§ THE DATA:
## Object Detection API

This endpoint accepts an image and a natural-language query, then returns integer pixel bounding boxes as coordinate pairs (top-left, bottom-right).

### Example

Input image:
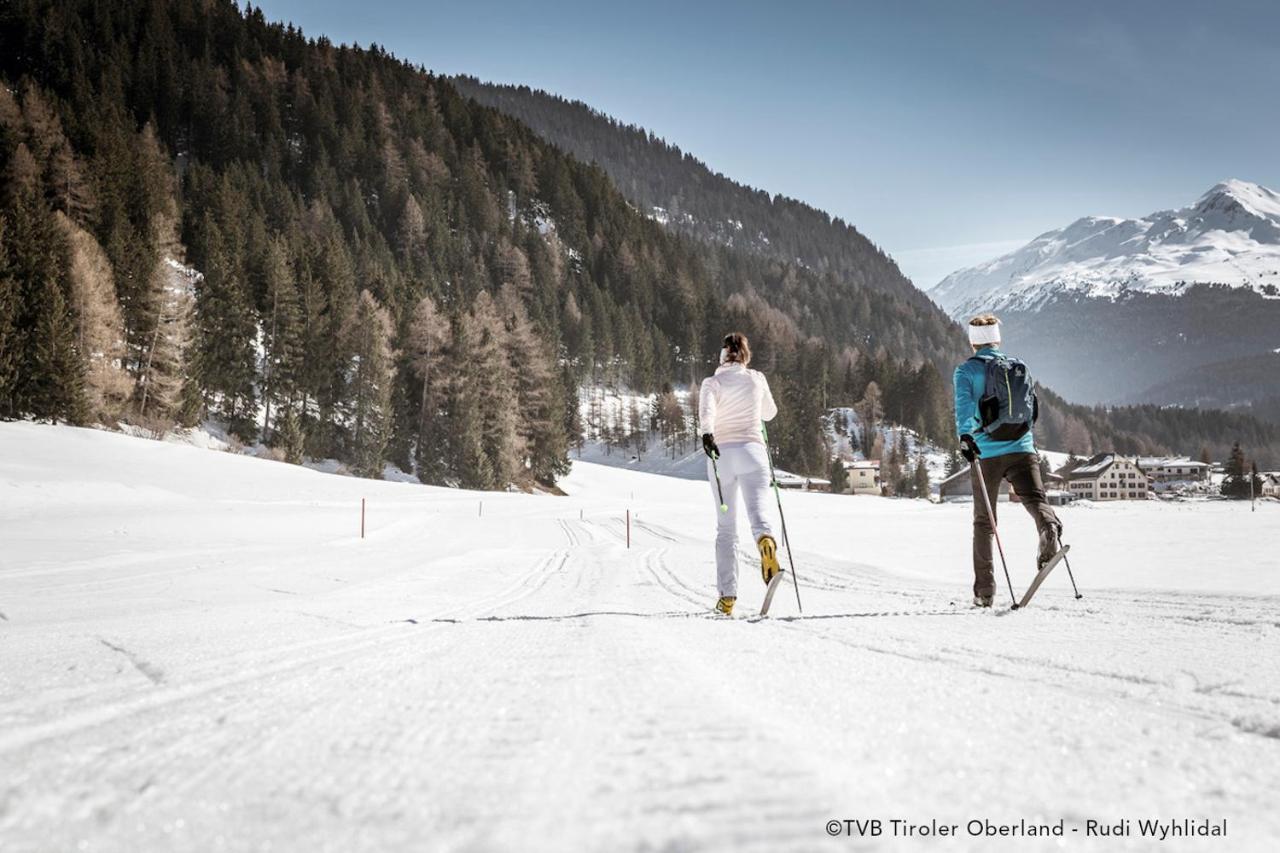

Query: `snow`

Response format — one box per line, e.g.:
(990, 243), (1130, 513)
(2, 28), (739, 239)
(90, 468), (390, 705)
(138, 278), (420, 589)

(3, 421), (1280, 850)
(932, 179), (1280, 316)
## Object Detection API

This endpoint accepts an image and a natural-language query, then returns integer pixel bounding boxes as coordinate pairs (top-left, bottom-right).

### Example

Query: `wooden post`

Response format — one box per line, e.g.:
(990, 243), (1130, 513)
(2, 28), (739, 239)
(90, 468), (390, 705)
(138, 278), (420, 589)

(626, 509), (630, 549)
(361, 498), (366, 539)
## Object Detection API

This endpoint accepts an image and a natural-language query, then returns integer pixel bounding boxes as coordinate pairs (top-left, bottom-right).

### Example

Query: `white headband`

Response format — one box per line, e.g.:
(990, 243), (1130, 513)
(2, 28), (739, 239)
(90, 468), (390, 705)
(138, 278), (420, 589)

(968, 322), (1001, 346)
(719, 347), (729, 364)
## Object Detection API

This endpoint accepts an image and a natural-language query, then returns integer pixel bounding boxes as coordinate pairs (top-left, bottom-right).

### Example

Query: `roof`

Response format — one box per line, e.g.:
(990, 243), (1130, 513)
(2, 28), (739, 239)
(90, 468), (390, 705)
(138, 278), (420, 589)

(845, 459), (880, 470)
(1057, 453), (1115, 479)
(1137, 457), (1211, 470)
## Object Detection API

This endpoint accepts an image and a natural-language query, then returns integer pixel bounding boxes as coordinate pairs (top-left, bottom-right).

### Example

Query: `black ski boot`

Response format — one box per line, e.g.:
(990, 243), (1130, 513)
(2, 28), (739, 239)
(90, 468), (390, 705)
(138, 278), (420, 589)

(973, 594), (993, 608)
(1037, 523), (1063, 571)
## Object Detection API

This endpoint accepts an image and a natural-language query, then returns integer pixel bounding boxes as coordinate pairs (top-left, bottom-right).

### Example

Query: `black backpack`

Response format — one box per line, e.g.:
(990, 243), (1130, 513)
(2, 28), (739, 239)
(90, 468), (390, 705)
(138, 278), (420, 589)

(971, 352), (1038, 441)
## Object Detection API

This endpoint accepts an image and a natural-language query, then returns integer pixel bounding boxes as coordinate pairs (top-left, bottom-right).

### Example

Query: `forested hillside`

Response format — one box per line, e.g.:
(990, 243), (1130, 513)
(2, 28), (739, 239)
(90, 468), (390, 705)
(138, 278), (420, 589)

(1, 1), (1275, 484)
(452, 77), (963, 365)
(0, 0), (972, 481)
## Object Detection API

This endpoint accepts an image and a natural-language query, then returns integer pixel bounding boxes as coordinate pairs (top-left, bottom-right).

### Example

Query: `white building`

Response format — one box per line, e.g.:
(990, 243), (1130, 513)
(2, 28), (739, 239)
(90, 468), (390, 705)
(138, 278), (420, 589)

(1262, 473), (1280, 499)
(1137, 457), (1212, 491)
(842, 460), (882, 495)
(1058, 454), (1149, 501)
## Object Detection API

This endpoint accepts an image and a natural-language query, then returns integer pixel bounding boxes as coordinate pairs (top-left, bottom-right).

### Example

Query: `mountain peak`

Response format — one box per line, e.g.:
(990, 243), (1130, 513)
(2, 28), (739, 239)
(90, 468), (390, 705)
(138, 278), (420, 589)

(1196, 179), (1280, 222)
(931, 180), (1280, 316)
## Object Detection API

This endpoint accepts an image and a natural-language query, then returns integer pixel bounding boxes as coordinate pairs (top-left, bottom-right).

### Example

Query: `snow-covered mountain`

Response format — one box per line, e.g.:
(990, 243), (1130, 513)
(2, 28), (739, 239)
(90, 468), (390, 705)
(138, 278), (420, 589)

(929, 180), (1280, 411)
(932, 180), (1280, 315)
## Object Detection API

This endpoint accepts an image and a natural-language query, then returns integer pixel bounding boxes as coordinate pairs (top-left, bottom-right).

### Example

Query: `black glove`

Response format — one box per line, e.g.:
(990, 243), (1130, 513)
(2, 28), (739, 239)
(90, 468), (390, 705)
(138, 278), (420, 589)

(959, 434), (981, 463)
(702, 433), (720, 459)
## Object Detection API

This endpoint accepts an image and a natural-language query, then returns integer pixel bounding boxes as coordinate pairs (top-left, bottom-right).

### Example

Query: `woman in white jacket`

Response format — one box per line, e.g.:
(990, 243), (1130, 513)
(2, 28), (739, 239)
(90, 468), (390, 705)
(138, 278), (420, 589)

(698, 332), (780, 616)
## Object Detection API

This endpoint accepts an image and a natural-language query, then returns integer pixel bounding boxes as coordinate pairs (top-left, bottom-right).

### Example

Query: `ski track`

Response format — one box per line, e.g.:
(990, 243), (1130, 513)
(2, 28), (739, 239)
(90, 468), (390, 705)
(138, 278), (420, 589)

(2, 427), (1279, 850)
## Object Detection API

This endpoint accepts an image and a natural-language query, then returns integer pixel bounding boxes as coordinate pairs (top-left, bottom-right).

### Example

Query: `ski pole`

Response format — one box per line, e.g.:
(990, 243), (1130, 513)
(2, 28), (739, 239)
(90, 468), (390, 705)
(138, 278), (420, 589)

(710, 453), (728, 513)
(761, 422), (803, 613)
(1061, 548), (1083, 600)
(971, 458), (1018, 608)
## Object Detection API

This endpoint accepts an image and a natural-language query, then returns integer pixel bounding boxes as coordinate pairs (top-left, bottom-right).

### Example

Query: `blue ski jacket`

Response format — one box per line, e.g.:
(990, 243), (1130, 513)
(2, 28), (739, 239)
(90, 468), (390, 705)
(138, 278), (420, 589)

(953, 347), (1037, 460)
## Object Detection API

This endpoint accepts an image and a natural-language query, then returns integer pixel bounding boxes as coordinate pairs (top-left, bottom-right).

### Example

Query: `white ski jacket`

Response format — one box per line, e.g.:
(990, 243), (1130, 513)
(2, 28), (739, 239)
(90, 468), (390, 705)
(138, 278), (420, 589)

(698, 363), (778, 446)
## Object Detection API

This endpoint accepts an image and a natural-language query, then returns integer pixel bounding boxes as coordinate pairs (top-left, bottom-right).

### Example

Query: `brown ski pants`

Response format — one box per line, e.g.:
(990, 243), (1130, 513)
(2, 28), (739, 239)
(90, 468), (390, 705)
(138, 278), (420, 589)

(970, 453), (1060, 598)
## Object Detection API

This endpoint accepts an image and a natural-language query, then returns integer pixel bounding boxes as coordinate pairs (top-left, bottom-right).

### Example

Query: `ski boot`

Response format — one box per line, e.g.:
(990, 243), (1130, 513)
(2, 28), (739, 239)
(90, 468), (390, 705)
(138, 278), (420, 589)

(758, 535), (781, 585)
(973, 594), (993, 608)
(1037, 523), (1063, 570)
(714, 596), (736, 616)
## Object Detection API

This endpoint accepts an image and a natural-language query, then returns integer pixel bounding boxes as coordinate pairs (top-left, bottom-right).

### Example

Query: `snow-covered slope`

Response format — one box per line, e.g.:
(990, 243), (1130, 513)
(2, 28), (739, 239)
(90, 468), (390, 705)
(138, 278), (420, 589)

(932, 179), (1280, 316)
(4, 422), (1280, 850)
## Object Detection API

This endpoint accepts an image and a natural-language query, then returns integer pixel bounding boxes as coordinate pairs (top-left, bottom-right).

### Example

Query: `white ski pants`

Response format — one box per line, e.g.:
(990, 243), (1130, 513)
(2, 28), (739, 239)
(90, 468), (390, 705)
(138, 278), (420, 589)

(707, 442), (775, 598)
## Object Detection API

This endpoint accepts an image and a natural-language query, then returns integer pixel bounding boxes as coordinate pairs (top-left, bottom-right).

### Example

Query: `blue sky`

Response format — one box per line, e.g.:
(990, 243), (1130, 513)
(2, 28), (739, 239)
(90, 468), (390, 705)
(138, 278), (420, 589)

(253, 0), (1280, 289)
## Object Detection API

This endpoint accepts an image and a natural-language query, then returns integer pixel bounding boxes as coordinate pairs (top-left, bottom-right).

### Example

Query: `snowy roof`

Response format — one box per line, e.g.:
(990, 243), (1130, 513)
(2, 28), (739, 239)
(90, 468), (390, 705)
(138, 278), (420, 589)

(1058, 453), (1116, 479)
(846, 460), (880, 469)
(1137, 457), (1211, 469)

...

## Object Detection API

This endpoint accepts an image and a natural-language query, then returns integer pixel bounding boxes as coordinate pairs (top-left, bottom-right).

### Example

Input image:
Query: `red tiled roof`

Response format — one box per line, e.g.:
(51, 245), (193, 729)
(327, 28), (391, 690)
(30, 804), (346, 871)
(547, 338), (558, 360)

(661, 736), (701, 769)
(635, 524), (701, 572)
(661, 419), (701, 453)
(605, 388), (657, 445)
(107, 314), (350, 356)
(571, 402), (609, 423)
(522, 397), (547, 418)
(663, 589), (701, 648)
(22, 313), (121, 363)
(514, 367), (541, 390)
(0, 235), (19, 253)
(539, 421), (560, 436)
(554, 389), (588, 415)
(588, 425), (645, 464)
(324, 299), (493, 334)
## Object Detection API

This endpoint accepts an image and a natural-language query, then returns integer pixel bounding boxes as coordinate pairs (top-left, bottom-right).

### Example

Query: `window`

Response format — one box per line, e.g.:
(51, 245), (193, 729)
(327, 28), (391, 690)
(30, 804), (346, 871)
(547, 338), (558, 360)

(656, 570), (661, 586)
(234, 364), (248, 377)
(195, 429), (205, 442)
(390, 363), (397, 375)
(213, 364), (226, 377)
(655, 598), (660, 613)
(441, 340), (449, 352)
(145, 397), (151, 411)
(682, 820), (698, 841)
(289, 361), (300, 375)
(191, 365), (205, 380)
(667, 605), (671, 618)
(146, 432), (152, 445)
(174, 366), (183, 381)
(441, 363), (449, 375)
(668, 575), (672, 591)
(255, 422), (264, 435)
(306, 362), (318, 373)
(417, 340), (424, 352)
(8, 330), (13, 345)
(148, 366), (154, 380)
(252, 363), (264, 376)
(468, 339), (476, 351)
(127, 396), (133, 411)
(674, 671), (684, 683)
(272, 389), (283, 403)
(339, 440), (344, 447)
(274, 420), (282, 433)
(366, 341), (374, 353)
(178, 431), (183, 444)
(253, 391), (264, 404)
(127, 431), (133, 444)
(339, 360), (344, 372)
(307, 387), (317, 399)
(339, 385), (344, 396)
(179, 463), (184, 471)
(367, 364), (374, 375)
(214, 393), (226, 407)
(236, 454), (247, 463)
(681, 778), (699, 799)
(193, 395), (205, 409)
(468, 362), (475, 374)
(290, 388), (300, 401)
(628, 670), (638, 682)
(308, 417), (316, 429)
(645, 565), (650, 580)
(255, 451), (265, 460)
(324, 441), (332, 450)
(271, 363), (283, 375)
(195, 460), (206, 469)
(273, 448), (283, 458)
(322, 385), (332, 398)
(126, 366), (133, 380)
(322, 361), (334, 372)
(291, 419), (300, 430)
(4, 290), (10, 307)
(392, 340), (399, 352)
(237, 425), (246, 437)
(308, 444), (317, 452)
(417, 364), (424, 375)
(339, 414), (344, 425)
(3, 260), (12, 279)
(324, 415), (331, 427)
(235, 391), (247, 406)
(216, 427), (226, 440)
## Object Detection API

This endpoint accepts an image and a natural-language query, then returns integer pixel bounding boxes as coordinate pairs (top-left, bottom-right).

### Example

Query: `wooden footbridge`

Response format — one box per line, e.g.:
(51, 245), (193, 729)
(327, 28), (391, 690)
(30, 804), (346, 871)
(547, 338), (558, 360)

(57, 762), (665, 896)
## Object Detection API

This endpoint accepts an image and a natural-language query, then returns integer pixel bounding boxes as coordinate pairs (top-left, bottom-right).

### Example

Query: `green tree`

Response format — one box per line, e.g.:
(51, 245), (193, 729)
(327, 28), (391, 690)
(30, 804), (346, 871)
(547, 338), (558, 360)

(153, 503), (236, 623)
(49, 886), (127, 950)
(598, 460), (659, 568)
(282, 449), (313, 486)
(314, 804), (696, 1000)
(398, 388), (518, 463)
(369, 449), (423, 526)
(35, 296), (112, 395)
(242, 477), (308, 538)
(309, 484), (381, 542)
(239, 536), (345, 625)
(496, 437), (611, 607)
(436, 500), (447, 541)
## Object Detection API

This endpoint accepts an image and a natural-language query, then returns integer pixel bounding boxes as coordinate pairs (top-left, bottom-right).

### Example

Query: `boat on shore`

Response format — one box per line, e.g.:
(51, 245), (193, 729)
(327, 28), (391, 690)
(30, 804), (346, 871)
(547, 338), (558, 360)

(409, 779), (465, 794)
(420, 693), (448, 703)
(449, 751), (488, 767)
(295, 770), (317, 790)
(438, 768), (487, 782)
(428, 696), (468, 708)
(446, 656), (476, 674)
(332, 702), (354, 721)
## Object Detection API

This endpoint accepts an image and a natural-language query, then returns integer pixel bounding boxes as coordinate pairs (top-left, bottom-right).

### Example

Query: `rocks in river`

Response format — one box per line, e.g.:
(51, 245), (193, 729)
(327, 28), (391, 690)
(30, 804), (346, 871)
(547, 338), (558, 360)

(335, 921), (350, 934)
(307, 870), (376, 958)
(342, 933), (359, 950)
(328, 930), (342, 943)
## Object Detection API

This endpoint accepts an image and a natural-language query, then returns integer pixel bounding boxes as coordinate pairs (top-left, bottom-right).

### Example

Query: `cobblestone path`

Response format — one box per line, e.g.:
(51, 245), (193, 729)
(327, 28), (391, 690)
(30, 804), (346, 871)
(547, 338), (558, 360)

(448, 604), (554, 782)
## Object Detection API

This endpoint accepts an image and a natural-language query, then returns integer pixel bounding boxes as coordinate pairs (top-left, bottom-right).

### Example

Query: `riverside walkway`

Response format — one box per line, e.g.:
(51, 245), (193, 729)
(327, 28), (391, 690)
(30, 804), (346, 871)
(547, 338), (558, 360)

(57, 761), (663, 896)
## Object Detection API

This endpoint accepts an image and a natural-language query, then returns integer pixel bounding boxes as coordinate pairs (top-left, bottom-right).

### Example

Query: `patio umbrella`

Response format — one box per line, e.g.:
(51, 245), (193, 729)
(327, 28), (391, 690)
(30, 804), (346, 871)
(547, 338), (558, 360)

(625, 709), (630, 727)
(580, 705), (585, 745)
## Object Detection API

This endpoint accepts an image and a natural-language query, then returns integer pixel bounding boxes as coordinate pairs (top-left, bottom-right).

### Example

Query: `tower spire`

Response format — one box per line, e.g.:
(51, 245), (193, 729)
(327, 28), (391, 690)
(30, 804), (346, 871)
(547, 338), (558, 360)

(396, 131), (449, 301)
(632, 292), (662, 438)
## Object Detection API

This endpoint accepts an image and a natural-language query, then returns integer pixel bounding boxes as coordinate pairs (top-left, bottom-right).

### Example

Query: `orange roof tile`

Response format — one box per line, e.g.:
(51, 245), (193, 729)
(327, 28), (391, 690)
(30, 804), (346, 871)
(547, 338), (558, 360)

§ PROBLEM STATEMENT: In the listing above, how many lines contain the string "blue"? State the number and stop.

§ OUTPUT FOR THIS EXERCISE: 2